(Text block):
- - -

Data Tutorial – Appraising Risk

Tutorial: Submitting Appraising Risk Data

After much preparation, the Appraising Risk Partnership is moving into our first stage of exploratory data collection.

Our goal is to collect comprehensive data about human-environment interaction between 1800 and the modern day, though we invite teams to include data as far back as their sources allow.

This guide will outline our data template system and data workflow, while also providing context about the baseline data sets which have already been collected. By combining the data that you will be collecting with our repository of spatial and environmental data, we are hoping to use these test data-sets to provide each team with standardized, clean data that is ready to be used for robust analysis and historical inquiry.

Our Data Template System

In order to standardize and organize data within our framework, we are collecting data in the form of tabular data-sets. We have developed a set of data table templates to make this process easy and intuitive. Our data templates contain rows of historical objects – which are information, items, or events. Each object has a series of data variables – entries for location, year, death toll, and other relevant contextual data. To aid with data collection and standardization, our partners are provided with thematic data templates – easy-to-fill empty spreadsheets with prearranged variables. Teams then fill the rows with historical data extracted from primary and secondary sources.

- - -

Condense the paragraph of the data tutorial that begins "In order to standardize and organize data" into a short bulleted list that keeps its main facts. The lines that come next are separate material and have no connection to the data tutorial.

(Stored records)
- - -

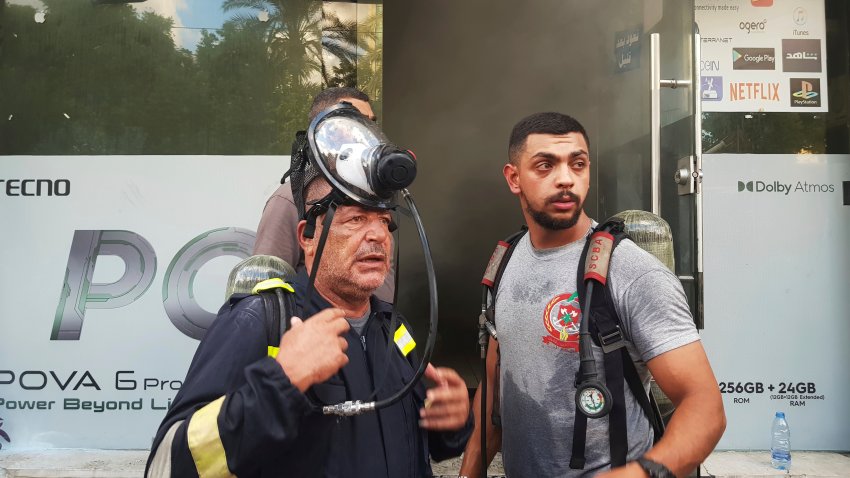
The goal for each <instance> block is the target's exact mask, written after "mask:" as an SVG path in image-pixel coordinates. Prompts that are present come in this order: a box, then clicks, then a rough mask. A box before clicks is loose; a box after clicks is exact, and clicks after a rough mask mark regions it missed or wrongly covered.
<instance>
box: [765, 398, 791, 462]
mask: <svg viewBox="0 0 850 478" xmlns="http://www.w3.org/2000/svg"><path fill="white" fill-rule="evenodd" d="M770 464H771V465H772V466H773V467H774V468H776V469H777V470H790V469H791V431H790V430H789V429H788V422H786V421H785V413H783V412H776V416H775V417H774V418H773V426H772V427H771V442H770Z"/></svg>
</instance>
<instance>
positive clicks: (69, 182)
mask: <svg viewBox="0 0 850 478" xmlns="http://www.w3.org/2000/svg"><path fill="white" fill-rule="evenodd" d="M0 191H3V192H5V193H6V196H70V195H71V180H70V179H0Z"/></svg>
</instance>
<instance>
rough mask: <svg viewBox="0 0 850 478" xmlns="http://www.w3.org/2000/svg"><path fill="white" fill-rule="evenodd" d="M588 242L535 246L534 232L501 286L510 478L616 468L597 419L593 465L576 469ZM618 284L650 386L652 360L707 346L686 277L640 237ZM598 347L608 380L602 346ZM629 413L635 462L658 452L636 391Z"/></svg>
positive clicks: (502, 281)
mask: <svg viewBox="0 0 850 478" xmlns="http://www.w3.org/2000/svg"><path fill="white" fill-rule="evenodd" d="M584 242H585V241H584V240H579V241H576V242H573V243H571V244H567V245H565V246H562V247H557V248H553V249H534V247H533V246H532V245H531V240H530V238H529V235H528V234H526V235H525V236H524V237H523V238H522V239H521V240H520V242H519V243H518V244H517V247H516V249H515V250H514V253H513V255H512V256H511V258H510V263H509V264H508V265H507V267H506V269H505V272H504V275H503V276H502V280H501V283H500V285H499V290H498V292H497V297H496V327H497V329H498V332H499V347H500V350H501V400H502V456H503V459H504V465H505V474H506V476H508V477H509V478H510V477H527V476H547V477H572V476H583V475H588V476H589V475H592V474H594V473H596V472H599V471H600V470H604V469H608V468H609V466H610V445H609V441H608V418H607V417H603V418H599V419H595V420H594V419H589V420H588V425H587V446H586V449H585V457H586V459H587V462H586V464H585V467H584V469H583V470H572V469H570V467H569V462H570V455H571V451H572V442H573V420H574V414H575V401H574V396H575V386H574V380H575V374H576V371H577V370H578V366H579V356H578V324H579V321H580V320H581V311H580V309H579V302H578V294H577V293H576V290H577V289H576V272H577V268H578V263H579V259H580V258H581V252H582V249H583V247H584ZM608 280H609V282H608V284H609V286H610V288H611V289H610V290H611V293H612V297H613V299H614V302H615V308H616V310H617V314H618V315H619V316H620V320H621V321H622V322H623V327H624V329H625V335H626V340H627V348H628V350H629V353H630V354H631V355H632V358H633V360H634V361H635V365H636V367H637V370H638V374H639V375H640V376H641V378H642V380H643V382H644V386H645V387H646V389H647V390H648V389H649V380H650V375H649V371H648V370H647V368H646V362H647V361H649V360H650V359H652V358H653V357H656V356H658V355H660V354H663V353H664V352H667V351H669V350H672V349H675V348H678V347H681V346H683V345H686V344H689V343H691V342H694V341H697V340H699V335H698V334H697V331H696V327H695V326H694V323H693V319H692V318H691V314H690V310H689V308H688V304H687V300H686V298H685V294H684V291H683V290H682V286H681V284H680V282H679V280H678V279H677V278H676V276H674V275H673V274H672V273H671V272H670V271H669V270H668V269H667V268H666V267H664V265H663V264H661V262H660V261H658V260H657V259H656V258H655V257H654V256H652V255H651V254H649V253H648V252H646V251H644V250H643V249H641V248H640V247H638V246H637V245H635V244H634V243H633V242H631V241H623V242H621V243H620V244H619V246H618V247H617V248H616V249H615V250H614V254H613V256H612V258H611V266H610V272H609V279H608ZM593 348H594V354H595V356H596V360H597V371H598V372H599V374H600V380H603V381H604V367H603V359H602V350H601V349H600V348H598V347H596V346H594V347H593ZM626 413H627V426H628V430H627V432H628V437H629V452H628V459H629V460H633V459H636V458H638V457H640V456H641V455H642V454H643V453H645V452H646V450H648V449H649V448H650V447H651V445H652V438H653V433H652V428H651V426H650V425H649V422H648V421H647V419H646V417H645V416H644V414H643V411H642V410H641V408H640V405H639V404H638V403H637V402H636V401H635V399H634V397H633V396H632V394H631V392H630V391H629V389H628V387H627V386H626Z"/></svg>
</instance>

- - -

(Task output):
- Data is collected as tabular data-sets so that it can be standardized and organized.
- Templates for the data tables make the process easy and intuitive.
- Each row holds a historical object: a piece of information, an item, or an event.
- Each object has data variables such as location, year, death toll, and other relevant contextual data.
- Partners receive thematic templates, which are empty spreadsheets with prearranged variables.
- Teams fill the rows with historical data drawn from primary and secondary sources.